(OBJECTIVE) Please lay out the lines of the records below as a Markdown table with columns "Row" and "Line," starting at the line containing "Please identify the dry" and ending at the last line of the records. Leave out blank lines.

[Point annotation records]
━━━━━━

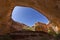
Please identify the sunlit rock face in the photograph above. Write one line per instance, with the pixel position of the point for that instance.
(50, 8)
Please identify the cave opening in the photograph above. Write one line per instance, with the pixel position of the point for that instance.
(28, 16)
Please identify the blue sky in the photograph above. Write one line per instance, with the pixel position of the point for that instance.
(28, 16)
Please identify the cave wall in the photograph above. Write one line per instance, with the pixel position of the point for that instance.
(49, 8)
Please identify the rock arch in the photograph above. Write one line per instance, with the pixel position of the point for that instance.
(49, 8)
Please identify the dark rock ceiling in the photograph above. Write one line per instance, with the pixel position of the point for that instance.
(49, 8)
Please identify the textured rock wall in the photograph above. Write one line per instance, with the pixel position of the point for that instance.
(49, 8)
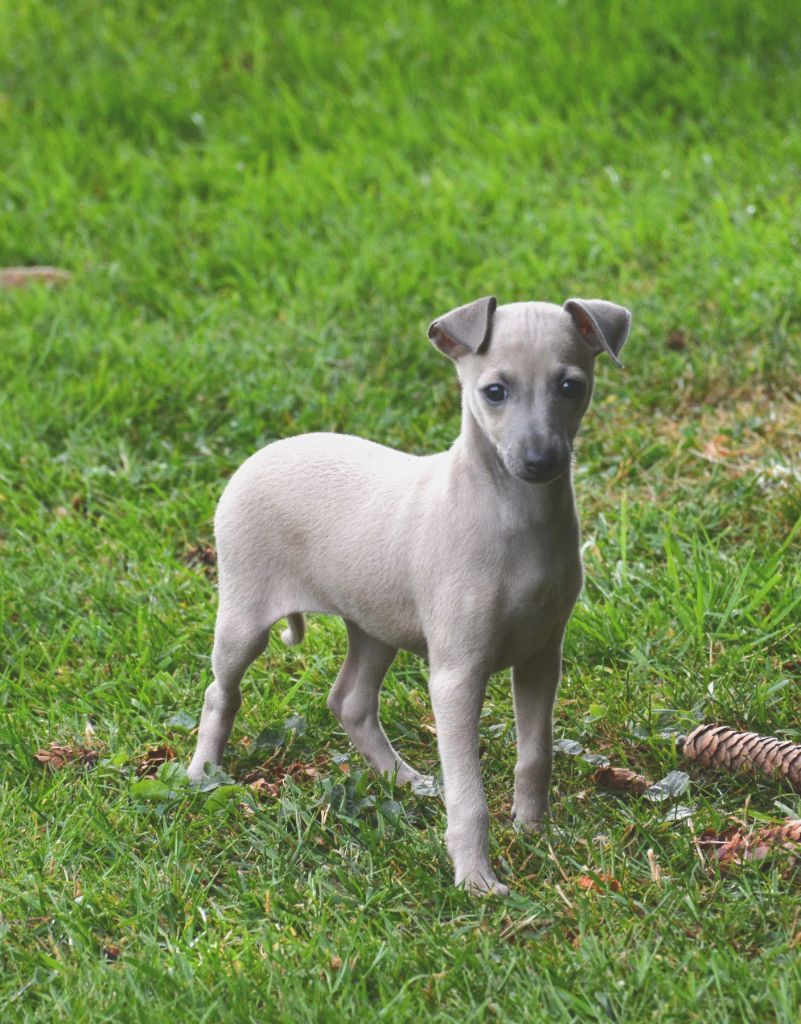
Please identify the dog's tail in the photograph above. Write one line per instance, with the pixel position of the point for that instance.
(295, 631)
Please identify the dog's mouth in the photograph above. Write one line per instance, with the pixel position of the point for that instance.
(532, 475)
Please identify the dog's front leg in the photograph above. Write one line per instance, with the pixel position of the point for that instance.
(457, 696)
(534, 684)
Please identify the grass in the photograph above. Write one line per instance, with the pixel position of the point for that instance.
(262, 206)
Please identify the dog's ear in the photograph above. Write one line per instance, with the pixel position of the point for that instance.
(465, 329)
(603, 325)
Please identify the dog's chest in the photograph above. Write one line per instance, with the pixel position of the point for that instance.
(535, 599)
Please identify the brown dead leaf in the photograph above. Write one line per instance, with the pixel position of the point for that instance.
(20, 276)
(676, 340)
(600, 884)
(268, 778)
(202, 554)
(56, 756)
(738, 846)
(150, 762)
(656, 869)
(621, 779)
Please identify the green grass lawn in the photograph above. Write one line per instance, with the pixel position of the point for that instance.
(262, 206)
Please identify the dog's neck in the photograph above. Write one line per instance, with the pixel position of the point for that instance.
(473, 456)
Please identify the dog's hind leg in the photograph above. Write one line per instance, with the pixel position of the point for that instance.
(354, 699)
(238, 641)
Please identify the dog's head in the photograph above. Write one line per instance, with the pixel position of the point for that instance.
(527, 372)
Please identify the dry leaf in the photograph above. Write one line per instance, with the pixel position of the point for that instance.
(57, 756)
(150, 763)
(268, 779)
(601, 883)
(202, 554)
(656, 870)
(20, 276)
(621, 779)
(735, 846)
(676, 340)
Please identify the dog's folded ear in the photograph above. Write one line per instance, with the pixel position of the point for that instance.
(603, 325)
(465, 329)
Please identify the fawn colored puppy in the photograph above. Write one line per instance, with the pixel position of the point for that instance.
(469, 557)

━━━━━━

(EXERCISE RESULT)
| Row | Line |
|---|---|
| 1 | Please identify the dry leaf in the photograph above. Write one line per instance, with the pixel position of the point for that instance. |
| 2 | (57, 756) |
| 3 | (150, 763) |
| 4 | (268, 779) |
| 5 | (601, 883) |
| 6 | (202, 554) |
| 7 | (656, 870) |
| 8 | (20, 276) |
| 9 | (621, 779) |
| 10 | (735, 846) |
| 11 | (676, 340) |
| 12 | Please identify the dog's folded ear in the photograph above. Write one line per instance, with the pixel position of the point for that instance. |
| 13 | (603, 325) |
| 14 | (465, 329) |
| 15 | Please identify the fawn colored puppy in the photograph above. Write one line per instance, with the pixel position of the point for that instance. |
| 16 | (469, 557) |